Saved data entries:
_ _ _ _ _ _ _
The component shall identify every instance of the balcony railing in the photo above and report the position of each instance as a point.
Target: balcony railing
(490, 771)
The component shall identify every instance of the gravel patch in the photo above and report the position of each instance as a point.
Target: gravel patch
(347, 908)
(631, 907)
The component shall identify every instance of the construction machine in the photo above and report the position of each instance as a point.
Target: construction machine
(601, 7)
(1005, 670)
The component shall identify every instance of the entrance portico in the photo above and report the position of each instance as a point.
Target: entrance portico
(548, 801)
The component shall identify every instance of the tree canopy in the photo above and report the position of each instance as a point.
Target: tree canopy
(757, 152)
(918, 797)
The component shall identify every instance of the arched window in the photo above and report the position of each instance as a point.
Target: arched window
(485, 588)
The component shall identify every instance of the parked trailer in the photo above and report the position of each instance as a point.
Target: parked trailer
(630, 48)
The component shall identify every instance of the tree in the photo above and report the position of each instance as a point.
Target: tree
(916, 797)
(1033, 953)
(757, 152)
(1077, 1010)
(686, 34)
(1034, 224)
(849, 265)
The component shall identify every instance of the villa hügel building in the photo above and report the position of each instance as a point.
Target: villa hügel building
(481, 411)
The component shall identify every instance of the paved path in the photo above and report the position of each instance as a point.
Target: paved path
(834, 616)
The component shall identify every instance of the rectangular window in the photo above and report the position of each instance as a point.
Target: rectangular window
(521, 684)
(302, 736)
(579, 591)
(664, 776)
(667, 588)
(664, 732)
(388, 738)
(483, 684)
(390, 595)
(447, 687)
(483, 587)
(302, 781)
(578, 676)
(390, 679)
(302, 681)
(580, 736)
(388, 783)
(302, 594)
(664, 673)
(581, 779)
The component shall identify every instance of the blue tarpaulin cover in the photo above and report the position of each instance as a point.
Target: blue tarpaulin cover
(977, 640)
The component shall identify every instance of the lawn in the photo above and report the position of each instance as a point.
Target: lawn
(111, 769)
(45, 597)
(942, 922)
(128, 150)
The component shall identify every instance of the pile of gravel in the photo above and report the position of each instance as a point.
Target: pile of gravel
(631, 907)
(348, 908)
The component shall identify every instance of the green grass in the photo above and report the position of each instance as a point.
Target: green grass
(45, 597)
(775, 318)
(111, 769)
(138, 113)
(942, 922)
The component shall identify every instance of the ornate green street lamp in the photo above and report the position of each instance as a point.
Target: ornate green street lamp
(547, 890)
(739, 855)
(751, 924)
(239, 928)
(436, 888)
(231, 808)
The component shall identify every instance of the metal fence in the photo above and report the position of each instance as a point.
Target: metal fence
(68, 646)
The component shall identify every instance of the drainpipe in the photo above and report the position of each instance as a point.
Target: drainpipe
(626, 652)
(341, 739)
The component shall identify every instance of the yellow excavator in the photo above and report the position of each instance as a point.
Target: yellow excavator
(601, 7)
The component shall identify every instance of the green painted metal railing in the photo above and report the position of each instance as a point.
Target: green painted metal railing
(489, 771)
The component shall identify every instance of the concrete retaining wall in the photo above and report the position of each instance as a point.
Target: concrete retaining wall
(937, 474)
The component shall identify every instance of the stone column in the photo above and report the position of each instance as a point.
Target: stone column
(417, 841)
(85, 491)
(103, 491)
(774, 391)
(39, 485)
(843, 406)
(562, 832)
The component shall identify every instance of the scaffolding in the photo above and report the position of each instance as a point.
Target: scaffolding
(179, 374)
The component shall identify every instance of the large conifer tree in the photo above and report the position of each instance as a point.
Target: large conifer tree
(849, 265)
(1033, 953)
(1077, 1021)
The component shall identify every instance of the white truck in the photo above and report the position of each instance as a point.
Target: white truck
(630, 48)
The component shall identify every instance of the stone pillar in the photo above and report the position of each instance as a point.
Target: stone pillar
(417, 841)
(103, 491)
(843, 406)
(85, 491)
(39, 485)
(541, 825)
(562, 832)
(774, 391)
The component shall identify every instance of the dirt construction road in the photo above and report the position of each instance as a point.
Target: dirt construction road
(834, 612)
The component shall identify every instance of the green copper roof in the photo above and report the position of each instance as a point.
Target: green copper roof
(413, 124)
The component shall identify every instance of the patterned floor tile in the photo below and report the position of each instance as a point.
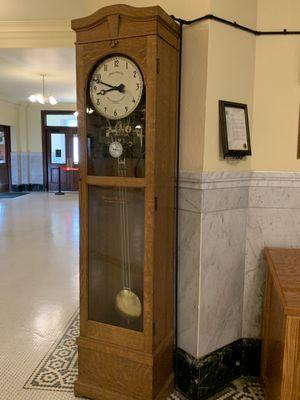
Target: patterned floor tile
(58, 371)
_ _ _ _ _ _ _
:: OBJECTIVE ::
Reproduce the data above in full, exactly as it is, with the pictures left out.

:: ANSWER BELOW ::
The component shall identify every instance of the balcony railing in the photo above and report the position of each instance as a point.
Target: balcony railing
(490, 771)
The component shall identify every instance of the gravel patch in the photo above and report the position of each instance as a point.
Target: gravel patch
(347, 908)
(631, 907)
The component shall identify every instance of the construction machine in the photo above and report the position of each instance as a point.
Target: construction machine
(601, 7)
(1005, 670)
The component shall identify every instance of the entrance portico in the photo above and report the position of each instance as a point.
Target: entrance portico
(548, 801)
The component shall identify every instance of the tree canopy in the photo above and report the position of each instance as a point.
Target: tree canopy
(757, 152)
(918, 797)
The component shall identify every instance of the arched window in the photo above and report the position of each instance as a point.
Target: arched window
(485, 588)
The component shall identify every instance of the parked trailer in the photo above and report the position of each instance as a point.
Target: parked trailer
(630, 48)
The component shall identify every instance of the tree in the photo above and report the position of each instance as a point.
Target: tree
(916, 797)
(1033, 953)
(757, 152)
(1077, 1010)
(686, 34)
(1034, 224)
(849, 265)
The component shall identify every instance of the villa hügel building in the photo above and report the position of each instance as a point.
Target: villa hügel building
(481, 411)
The component shall identify every instance of the paved path in the photo above and report the position of each instance as a point.
Target: paved path
(834, 616)
The component shall identify every instance of the rectangular window in the photo above and report the position of each instance as a point.
Target: rectangular window
(521, 684)
(302, 736)
(579, 591)
(664, 776)
(667, 588)
(664, 732)
(388, 738)
(483, 684)
(390, 595)
(447, 687)
(483, 587)
(302, 781)
(578, 676)
(390, 679)
(302, 681)
(580, 736)
(388, 783)
(302, 594)
(664, 673)
(581, 779)
The component shall identify every instance of the blue tarpaulin cover in the photo above and report the position of each instance as a point.
Target: blue tarpaulin cover
(977, 640)
The component shall identify every instance of the lawn in the photo above and report the position of each instance as a point.
Target: lawn
(111, 769)
(45, 597)
(942, 922)
(128, 150)
The component shall identify every instance of the pile of gravel in the photo above and report the position of each instance as a point.
Target: pile of gravel
(631, 907)
(348, 908)
The component shall identify every instance of the green grass in the photo above and report the position of each instance as a point.
Target: green grass
(45, 597)
(775, 318)
(111, 769)
(138, 113)
(942, 922)
The component shall identify every instance of the ornate green street lamp in the photo above and report the position of each instance as a point.
Target: ornate green street lamp
(547, 890)
(739, 855)
(751, 924)
(239, 928)
(436, 888)
(231, 808)
The component shall identify every instance of the metal fence in the photo above and report the position of each instance as a point.
Target: metal fence
(68, 646)
The component shall identify every instance of the drainpipe in the photo above and report the position of each instance as a point.
Target: drainpipe
(626, 652)
(341, 739)
The component shall identify every instance of the yellow excavator in the photo above and report the position of each instance as a point.
Target: yellow excavator
(601, 7)
The component shall identify every instance of the green painted metal railing in the photo above and report the position of each instance as a point.
Target: green painted metal railing
(489, 771)
The component shall identify every instance of the concrete retaining wall in the photo above and report the position of each instance as a point.
Target: concrete retaining wall
(937, 474)
The component shall identify every instance of the stone column in the photo above and report the position of each instance as a point.
Target: stone column
(417, 841)
(85, 491)
(103, 491)
(774, 391)
(39, 485)
(843, 406)
(562, 832)
The component shall identify every instance of the scaffolding in the photo above and report the position of each instance as a point.
Target: scaffolding
(179, 374)
The component shall identify every instance of the large conifer tree in the photo above and report the position of each instance as a point.
Target: large conifer tree
(849, 265)
(1033, 953)
(1077, 1021)
The component shall identify every instance of the white truck in the photo above and report the position of each instance as a point.
Target: white truck
(630, 48)
The component shall identify every instance of the stone pillar in the photo above and report the position of each instance as a point.
Target: stone pillar
(417, 841)
(103, 491)
(843, 406)
(85, 491)
(39, 485)
(541, 825)
(562, 832)
(774, 391)
The component shall identify every instance of the dirt construction road in the photo above and report the position of each instance as a point.
Target: dirt construction road
(834, 612)
The component shall identify every instance of the green copper roof in the photo above and report the position of each instance as a point.
Target: green copper roof
(413, 124)
The component shall identify every instance of the patterned floor tile in the photo below and report the position of each instance as a point.
Target: patterned floor tile
(58, 371)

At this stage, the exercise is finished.